[REQUEST]: Copy the data below word for word, starting with the line that contains "Where can you see the concrete" and going on through the line that contains "column 18, row 5", with both of those lines included.
● ● ● ● ●
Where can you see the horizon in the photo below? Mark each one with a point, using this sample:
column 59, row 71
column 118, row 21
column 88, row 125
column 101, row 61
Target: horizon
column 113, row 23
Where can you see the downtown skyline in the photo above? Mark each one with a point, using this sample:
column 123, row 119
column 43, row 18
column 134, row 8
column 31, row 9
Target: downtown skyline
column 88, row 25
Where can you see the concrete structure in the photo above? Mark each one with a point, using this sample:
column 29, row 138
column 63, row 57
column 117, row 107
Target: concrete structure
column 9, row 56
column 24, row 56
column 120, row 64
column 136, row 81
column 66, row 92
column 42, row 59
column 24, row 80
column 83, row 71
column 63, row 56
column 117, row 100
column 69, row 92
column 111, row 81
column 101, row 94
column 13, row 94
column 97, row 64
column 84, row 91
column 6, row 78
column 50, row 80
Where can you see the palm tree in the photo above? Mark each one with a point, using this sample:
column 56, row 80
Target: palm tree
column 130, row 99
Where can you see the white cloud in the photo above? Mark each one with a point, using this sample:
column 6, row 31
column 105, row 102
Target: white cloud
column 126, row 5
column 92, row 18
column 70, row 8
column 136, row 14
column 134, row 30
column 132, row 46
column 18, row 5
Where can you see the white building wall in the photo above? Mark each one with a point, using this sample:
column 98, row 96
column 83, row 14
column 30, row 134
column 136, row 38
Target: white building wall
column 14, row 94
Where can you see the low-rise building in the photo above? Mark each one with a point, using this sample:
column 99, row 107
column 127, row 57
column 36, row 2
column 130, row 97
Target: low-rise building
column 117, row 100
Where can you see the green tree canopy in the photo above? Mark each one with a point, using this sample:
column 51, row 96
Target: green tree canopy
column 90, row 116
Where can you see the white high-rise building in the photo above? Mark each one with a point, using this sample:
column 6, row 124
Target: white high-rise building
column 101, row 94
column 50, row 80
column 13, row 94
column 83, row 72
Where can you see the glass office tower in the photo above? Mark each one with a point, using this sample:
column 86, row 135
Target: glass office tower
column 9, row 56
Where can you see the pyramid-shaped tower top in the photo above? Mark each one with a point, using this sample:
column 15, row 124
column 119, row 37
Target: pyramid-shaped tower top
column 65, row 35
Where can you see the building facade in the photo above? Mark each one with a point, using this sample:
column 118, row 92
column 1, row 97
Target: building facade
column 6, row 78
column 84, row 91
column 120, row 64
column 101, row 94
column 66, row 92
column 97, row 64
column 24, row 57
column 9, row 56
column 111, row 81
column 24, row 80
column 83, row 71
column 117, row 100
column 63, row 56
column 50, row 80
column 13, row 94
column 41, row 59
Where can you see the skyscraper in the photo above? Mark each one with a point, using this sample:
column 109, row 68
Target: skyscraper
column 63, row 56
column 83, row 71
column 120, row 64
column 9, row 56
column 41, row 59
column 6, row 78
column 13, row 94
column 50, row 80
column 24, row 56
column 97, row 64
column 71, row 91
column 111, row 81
● ● ● ● ●
[ANSWER TO THIS TASK]:
Where can you see the concrete structure in the photo above? Mark each one with a point, using this sample:
column 29, row 138
column 63, row 57
column 117, row 107
Target: concrete structure
column 9, row 56
column 24, row 56
column 120, row 64
column 136, row 81
column 66, row 92
column 42, row 59
column 24, row 80
column 83, row 71
column 63, row 56
column 117, row 100
column 69, row 92
column 111, row 81
column 101, row 94
column 13, row 94
column 97, row 64
column 84, row 91
column 6, row 78
column 50, row 80
Where can you see the palm tree in the photo above? Mark each one with a point, using this sample:
column 56, row 80
Target: palm tree
column 130, row 99
Where can you see the white cloud in the photo above? Mark each one with a point, using this sample:
column 6, row 31
column 105, row 102
Target: white cloud
column 126, row 5
column 92, row 18
column 70, row 8
column 136, row 14
column 134, row 30
column 132, row 46
column 18, row 5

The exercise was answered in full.